Where in the records does the word "wall" occur? Copy each line in which it does.

[Region pointing data]
►

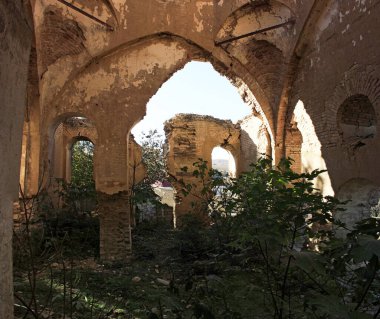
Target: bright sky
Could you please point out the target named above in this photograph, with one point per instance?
(198, 89)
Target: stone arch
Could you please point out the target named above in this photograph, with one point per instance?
(255, 141)
(362, 194)
(356, 120)
(60, 135)
(266, 53)
(179, 51)
(303, 145)
(358, 81)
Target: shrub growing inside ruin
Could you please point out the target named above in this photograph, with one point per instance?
(283, 226)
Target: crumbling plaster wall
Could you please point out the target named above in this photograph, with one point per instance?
(192, 137)
(15, 43)
(255, 141)
(342, 60)
(199, 22)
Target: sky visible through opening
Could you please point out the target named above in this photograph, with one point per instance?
(197, 89)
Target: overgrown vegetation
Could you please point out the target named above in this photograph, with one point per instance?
(153, 158)
(267, 250)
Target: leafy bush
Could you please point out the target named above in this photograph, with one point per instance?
(284, 226)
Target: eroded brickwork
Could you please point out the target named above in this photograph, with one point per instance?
(325, 56)
(191, 138)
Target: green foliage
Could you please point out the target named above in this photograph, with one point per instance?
(268, 250)
(82, 169)
(153, 157)
(299, 265)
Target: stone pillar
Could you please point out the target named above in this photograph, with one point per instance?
(115, 230)
(15, 42)
(111, 180)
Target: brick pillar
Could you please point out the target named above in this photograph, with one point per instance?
(15, 39)
(115, 230)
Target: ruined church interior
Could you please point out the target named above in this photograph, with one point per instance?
(70, 70)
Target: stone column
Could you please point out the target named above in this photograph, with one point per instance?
(15, 41)
(113, 197)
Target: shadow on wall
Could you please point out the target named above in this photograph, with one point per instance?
(363, 197)
(311, 153)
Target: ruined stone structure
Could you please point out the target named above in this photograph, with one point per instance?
(192, 137)
(312, 80)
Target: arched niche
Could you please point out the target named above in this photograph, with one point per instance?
(356, 120)
(134, 72)
(67, 130)
(223, 161)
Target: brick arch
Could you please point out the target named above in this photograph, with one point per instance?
(48, 163)
(359, 80)
(239, 76)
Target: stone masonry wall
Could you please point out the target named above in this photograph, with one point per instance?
(190, 138)
(15, 42)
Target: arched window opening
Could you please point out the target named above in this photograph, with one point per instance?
(72, 170)
(357, 120)
(82, 165)
(223, 161)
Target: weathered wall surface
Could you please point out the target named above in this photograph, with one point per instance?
(15, 42)
(108, 74)
(255, 141)
(190, 138)
(338, 85)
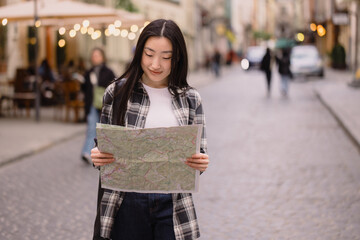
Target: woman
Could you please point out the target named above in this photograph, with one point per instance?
(155, 82)
(284, 70)
(96, 80)
(266, 67)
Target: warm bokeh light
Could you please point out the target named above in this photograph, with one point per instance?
(77, 27)
(4, 21)
(321, 30)
(134, 28)
(111, 28)
(83, 30)
(300, 37)
(61, 42)
(90, 30)
(62, 31)
(132, 36)
(245, 64)
(37, 23)
(117, 32)
(124, 33)
(117, 23)
(107, 32)
(86, 23)
(313, 27)
(72, 33)
(95, 35)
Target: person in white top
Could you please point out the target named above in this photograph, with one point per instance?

◄

- [Reply]
Target: crumbling plaster wall
Target: shadow on wall
Target: stone masonry wall
Target: weathered wall surface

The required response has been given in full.